Swap "forehead" for "brow" in the records starting at the line containing "Audit instructions — the first annotator's boxes for red" and ending at the line containing "[275,57,376,103]", and give back only those lines with nothing else altered.
-- start Exercise inputs --
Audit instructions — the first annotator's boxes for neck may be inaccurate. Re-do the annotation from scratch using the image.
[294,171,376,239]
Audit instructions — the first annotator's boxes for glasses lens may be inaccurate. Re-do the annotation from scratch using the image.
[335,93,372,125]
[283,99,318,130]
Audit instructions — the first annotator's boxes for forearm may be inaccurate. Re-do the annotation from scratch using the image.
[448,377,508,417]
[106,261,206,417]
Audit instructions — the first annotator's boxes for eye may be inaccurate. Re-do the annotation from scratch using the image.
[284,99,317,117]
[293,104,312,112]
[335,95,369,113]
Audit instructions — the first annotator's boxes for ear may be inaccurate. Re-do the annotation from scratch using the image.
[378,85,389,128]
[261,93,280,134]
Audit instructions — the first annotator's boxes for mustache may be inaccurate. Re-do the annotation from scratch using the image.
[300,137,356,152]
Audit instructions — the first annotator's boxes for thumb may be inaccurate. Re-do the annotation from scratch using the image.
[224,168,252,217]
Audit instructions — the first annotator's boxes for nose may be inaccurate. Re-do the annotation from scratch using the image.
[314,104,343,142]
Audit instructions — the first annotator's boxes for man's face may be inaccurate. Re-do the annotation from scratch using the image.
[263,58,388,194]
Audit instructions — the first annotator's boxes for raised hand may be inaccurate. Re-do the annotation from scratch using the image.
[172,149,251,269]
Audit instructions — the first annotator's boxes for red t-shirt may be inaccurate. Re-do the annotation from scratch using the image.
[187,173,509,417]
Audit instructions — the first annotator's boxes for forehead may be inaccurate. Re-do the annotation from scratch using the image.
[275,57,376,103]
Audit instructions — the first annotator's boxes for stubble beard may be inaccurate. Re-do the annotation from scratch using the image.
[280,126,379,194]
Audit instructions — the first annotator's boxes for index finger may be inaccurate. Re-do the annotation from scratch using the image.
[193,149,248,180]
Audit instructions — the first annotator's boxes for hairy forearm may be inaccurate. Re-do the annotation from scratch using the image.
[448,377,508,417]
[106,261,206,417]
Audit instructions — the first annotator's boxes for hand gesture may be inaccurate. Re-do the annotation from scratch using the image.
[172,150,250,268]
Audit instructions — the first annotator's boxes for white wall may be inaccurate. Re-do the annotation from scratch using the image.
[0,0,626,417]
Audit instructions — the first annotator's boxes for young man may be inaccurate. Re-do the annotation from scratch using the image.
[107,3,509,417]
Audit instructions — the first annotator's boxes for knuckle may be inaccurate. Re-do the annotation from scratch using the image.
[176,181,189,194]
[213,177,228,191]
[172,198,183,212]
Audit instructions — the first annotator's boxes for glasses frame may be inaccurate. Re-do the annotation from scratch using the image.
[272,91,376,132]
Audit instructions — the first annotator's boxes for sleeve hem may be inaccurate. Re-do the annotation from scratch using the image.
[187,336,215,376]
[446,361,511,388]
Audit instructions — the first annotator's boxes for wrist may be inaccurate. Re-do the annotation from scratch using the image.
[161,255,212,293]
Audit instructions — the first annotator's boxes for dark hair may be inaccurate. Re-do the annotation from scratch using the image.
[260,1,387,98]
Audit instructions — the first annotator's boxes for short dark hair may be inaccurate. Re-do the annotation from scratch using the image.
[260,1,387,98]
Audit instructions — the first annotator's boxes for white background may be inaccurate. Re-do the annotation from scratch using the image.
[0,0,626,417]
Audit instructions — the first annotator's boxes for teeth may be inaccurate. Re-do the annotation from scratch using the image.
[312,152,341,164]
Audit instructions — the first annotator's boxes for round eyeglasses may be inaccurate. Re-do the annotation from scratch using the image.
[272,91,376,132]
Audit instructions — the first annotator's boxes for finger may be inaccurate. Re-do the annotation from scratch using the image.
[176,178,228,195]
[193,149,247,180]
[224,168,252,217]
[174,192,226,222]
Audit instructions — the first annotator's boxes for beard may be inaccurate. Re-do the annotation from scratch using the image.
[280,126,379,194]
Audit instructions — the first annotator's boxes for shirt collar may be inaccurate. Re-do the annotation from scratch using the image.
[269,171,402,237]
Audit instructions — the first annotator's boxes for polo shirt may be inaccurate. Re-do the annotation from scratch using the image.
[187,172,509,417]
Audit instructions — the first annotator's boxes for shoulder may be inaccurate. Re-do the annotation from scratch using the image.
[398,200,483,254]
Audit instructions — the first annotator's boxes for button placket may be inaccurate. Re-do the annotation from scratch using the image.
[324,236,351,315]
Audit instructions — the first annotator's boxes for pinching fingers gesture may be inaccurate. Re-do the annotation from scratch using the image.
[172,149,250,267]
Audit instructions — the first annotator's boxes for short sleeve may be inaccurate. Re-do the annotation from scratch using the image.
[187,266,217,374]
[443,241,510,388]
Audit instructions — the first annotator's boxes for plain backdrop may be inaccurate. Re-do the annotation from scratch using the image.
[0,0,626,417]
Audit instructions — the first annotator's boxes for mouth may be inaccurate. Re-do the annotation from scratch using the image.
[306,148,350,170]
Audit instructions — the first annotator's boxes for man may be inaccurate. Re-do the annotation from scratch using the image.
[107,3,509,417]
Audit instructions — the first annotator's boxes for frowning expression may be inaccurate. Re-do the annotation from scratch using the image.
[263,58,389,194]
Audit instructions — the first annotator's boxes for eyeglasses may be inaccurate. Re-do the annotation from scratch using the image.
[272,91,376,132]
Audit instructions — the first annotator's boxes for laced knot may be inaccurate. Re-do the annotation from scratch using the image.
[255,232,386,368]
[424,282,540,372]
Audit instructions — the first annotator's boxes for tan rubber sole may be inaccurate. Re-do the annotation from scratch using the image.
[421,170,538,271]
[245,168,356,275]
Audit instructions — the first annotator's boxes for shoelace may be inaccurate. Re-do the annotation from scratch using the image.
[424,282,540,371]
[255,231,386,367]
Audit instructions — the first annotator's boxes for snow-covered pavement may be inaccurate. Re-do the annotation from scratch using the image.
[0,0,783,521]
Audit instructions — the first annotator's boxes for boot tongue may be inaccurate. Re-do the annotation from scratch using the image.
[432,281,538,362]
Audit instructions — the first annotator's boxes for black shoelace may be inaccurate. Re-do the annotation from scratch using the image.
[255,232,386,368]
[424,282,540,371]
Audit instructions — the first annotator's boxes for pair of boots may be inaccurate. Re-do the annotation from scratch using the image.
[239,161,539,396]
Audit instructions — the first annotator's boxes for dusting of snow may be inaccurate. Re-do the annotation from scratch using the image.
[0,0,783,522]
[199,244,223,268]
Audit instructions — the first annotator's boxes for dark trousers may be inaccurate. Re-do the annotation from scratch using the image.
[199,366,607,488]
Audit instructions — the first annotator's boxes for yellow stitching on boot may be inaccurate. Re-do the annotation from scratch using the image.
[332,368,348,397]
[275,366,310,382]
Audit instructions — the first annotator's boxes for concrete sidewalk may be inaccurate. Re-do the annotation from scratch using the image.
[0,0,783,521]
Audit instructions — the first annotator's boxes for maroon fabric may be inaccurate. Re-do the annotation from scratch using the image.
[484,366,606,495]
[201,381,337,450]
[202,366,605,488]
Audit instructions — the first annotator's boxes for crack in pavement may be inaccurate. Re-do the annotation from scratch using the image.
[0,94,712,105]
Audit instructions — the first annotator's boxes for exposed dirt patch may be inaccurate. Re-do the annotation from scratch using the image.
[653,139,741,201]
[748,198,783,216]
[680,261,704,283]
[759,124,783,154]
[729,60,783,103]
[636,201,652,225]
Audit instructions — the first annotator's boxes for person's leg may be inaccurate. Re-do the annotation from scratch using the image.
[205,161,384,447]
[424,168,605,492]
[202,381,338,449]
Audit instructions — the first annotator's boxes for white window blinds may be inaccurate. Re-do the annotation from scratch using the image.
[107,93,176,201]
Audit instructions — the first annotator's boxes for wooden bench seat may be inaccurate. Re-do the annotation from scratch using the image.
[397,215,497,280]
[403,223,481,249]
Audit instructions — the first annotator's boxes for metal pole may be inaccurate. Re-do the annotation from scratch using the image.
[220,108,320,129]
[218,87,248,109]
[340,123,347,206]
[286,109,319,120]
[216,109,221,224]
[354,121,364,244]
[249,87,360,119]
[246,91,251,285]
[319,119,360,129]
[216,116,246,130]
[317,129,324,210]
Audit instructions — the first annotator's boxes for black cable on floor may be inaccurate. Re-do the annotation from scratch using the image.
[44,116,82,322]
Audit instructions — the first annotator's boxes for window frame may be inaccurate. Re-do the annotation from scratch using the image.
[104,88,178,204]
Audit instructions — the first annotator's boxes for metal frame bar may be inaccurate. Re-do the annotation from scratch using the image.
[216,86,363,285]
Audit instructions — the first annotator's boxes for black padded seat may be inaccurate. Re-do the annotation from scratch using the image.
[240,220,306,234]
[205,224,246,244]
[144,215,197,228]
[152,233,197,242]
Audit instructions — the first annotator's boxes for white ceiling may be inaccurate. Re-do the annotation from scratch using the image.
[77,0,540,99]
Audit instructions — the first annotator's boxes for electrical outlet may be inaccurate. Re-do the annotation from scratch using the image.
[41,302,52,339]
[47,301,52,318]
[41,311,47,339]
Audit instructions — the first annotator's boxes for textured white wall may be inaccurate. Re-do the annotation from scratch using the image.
-- end Exercise inputs --
→ **Task response**:
Audit instructions — the first annotator's boxes for red t-shirt may be inaccurate. Re-do the annotation from scratch using the image.
[187,173,509,417]
Audit instructions — the first annotator's boxes for brow may be inaccurate. Re-do the annotation from scratch using the image.
[275,57,376,103]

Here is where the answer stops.